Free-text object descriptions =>
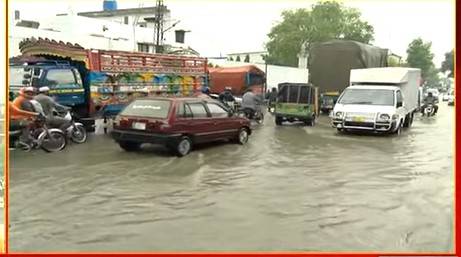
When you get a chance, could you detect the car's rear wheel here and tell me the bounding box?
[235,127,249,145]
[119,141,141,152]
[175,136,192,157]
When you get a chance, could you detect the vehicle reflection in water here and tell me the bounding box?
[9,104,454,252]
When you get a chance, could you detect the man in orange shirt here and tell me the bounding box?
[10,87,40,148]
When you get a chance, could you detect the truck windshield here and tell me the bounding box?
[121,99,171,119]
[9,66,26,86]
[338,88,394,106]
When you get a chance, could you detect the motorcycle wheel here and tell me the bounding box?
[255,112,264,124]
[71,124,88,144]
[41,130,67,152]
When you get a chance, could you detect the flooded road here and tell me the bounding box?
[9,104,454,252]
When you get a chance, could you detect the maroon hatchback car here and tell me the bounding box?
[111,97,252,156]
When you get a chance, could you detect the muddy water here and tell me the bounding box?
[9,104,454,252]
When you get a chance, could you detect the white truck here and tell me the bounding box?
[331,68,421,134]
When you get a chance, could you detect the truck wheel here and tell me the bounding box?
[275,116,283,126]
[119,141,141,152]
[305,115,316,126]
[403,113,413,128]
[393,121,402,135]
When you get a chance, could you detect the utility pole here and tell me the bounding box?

...

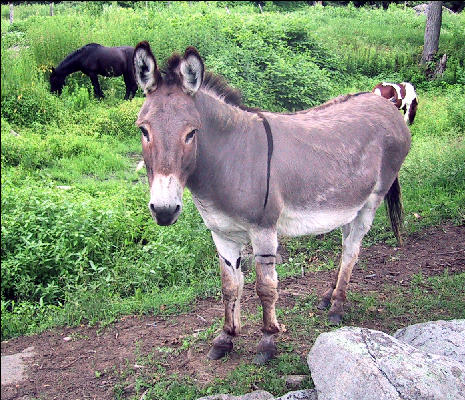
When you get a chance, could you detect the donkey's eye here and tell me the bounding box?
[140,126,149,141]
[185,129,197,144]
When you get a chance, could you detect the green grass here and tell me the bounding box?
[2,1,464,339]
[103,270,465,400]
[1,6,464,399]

EXERCISE REQUIREMENTS =>
Could you reproduce, exactly, every line above from the line with "When you get a chance, could you detect the car's" to the line with "When you get a chance, could you detect the utility", and no other line? Both ends count.

SOLUTION FOR THIS PROBLEM =>
When you get a chance, could you detect the car's rear wheel here and tell me the bounding box?
[235,127,249,145]
[119,141,141,152]
[175,136,192,157]
When you get a chance, could you detect the vehicle reflection in water here and tell me the bounding box?
[9,104,454,252]
When you get a chance, could you detect the man in orange shirt here and tell me the bounding box?
[10,87,40,148]
When you get a chance, could you detect the truck windshield here and tell me the bounding box?
[121,99,171,119]
[9,66,26,86]
[338,88,394,106]
When you get a chance, could you detect the motorcycle wheel here and tell me the bounding box?
[255,112,264,124]
[71,124,88,144]
[41,130,67,152]
When you get a chance, could you detect the flooded road here and tell me the bounding box?
[9,104,454,252]
When you get a chance, could you detect the maroon hatchback car here and tell me the bounding box?
[111,97,252,156]
When you get a chance, could you detect the muddy water here and tell me the bounding box?
[9,104,454,252]
When you get a chance, could you detect the white truck here and tell me the bounding box?
[331,68,421,134]
When you get a chance, could you detect the truck wheel here and tell me the bounding box?
[275,116,283,126]
[119,141,141,152]
[305,115,316,126]
[403,113,413,128]
[393,121,402,135]
When you get a chance, could you detect the utility pole here and tell me the bounding box?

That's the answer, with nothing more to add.